***** GIVEN DATA *****

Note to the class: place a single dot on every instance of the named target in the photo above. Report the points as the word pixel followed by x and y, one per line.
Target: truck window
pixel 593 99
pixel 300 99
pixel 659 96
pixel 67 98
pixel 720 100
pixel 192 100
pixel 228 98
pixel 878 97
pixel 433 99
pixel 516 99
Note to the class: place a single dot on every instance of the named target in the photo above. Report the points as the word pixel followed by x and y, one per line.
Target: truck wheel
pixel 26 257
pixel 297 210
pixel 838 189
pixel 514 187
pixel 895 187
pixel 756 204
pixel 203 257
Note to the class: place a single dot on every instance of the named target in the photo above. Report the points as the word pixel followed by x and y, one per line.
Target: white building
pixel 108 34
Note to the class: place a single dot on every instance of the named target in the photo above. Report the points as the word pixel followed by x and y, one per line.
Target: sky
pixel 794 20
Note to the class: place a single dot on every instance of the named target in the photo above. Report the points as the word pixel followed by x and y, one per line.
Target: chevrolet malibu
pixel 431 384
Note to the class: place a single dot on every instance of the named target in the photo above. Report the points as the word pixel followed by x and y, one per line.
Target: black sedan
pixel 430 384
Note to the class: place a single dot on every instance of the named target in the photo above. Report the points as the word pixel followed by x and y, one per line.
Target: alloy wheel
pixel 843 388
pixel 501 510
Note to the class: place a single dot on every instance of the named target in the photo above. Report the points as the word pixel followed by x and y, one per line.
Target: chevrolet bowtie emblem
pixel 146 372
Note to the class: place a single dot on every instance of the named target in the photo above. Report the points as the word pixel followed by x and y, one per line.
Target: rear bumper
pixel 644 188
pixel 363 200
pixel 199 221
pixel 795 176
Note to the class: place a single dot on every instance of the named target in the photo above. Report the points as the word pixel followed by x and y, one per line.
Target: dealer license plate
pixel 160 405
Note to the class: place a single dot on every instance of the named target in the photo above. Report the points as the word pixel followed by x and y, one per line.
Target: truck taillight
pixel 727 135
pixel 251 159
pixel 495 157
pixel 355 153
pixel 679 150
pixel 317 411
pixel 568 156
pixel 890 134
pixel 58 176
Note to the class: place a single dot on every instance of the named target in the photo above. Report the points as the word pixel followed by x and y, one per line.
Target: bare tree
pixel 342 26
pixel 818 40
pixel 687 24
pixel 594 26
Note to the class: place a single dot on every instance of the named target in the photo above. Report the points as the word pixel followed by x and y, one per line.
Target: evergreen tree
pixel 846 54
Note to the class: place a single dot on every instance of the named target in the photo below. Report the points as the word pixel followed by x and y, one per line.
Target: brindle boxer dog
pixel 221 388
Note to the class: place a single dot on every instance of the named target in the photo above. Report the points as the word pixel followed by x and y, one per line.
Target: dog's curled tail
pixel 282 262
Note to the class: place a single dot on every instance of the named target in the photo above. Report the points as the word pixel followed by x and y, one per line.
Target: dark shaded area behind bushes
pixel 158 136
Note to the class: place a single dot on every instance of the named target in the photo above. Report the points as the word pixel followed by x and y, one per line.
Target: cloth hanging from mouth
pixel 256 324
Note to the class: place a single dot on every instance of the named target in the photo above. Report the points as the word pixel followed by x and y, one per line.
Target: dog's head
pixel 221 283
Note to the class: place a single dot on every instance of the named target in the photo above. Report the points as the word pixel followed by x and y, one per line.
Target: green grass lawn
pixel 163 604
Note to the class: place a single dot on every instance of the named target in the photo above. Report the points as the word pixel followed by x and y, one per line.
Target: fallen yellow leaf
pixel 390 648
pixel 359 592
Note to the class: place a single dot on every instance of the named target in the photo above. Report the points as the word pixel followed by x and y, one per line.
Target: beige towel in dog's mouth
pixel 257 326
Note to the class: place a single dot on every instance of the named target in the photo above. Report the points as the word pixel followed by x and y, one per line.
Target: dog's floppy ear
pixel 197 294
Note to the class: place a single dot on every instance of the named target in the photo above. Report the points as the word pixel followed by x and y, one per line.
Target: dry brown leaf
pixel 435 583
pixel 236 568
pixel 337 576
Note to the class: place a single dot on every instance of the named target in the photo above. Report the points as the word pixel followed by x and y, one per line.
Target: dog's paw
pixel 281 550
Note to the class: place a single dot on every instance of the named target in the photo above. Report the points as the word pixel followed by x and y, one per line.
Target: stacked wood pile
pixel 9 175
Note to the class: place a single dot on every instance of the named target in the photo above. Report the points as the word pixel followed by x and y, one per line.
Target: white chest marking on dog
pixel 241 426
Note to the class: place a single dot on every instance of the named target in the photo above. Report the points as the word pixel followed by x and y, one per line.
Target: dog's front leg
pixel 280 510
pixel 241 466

*****

### EXERCISE OBJECTIVE
When you transcribe the records above, keep every line exactly the same.

### WRITTEN RESPONSE
Note to the class: place a single dot on every instance of the named target in the photo above. Report the points as the word pixel followed by x and y, one per line.
Target: truck window
pixel 593 99
pixel 300 99
pixel 659 96
pixel 67 98
pixel 720 100
pixel 192 100
pixel 228 98
pixel 878 97
pixel 433 99
pixel 516 99
Note to the class: place a single dot on every instance of the named target in the photo above. Report the points as the word pixel followed by x and y, one per line.
Target: truck wheel
pixel 26 257
pixel 297 210
pixel 838 189
pixel 514 187
pixel 895 187
pixel 756 204
pixel 203 257
Note to the class: place a single dot on every instance of the named target in the photo above. Report the points as the word pixel followed by x and y, one per line.
Target: white building
pixel 108 34
Note to the class: place a single dot on every instance of the named target in the photo above. Report the points as the word pixel followed by x and y, one per line.
Target: sky
pixel 794 20
Note to the class: place a single dot on every instance of the named target in the photo above. Report the points as the word pixel followed by x and y, one per line.
Target: chevrolet malibu
pixel 431 384
Note to the class: place a single dot on every instance of the named target in the photo above. Report the points as the word pixel followed by x and y, one per line.
Target: black sedan
pixel 430 384
Note to the class: place a single dot on every instance of the named target in the photo above. Report the points as the word pixel followed by x and y, one per line.
Target: alloy wheel
pixel 843 388
pixel 501 510
Note to the class: place a single dot on every instance of the named target in the photo above. Report the points as the word pixel followed by x and y, one per line.
Target: chevrolet bowtie emblem
pixel 146 372
Note to the class: place a single dot on every instance of the named target in the photo above. Report the points as the word pixel followed by x and y, one per line.
Target: rear bumper
pixel 644 188
pixel 363 200
pixel 199 221
pixel 795 176
Note to the class: place a single dot on every instance of the named target in the photo above. Report the points as the word pixel followed by x and y, one per line.
Target: dealer license plate
pixel 160 405
Note to the class: place a single dot on every instance of the named target in the photo above. Report the points as the word pixel followed by x and y, one per line.
Target: truck taillight
pixel 727 135
pixel 251 159
pixel 495 157
pixel 355 153
pixel 679 150
pixel 317 411
pixel 568 156
pixel 890 134
pixel 58 176
Note to the class: place a single dot on every instance of the named target in the photo above. Report the points as the word pixel followed by x and y, one per line.
Target: bare tree
pixel 342 26
pixel 818 40
pixel 687 24
pixel 594 26
Note to the class: place a single dot on every instance of the named target in the photo above. Report the points as the word pixel followed by x and y, one per line.
Target: evergreen tree
pixel 846 54
Note to the class: place a single dot on every instance of the named target in the photo below. Report the points as the word pixel followed by x and y, one per line.
Target: brindle boxer dog
pixel 221 388
Note to the class: place a single dot on every instance of the named target in the photo above. Report the points as the word pixel followed by x and y, one per line.
Target: dog's curled tail
pixel 282 262
Note to the class: place a single dot on every instance of the named target in the photo above. Report the points as the word pixel followed by x and y, one per line.
Target: dark shaded area behind bushes
pixel 158 136
Note to the class: place a single dot on every instance of the named target in the photo above. Report the points as the word pixel followed by x and y, one per line.
Target: cloth hanging from mouth
pixel 256 324
Note to the class: place a single dot on every instance of the named target in the photo above. Report the points as the word pixel followed by x and y, one per line.
Target: dog's head
pixel 221 283
Note to the class: place a single dot on every instance of the named target in the photo above. Report the points as the word pixel followed by x and y, one per line.
Target: green grass lawn
pixel 163 604
Note to the class: place a single dot on every instance of the named target in the photo above. Report the points as the word pixel followed by x and y, one per line.
Target: fallen yellow leaf
pixel 390 648
pixel 359 592
Note to the class: place a single dot on every instance of the named target in the photo above. Report the points as the word pixel followed by x and y, one per line.
Target: beige towel in dog's mouth
pixel 257 326
Note to the class: place a single dot on every instance of the named target in the photo above. Report the points as the word pixel followed by x and y, one per line.
Target: dog's floppy ear
pixel 197 294
Note to the class: place a single dot on every instance of the named target in the photo above. Report the points as the word pixel followed by x and y, one per line.
Target: dry brown leaf
pixel 435 583
pixel 236 568
pixel 337 576
Note to the class: place a single dot on every instance of the named target in the photo above. Report the points as the word pixel followed by x and y, one per line.
Target: dog's paw
pixel 281 550
Note to the class: place a single dot on every instance of the named target in the photo above. Report the points as the word pixel followed by x and y, one per line.
Target: stacked wood pile
pixel 9 175
Note to the class: place a single dot on every instance of the named target in the photo above. Report the points as the word pixel followed by x and y, one per line.
Target: white chest marking on dog
pixel 241 426
Note to the class: place a single dot on every instance of the named target in the photo above. Report the points as the word pixel followed by x and y, one per line.
Target: dog's front leg
pixel 280 510
pixel 241 466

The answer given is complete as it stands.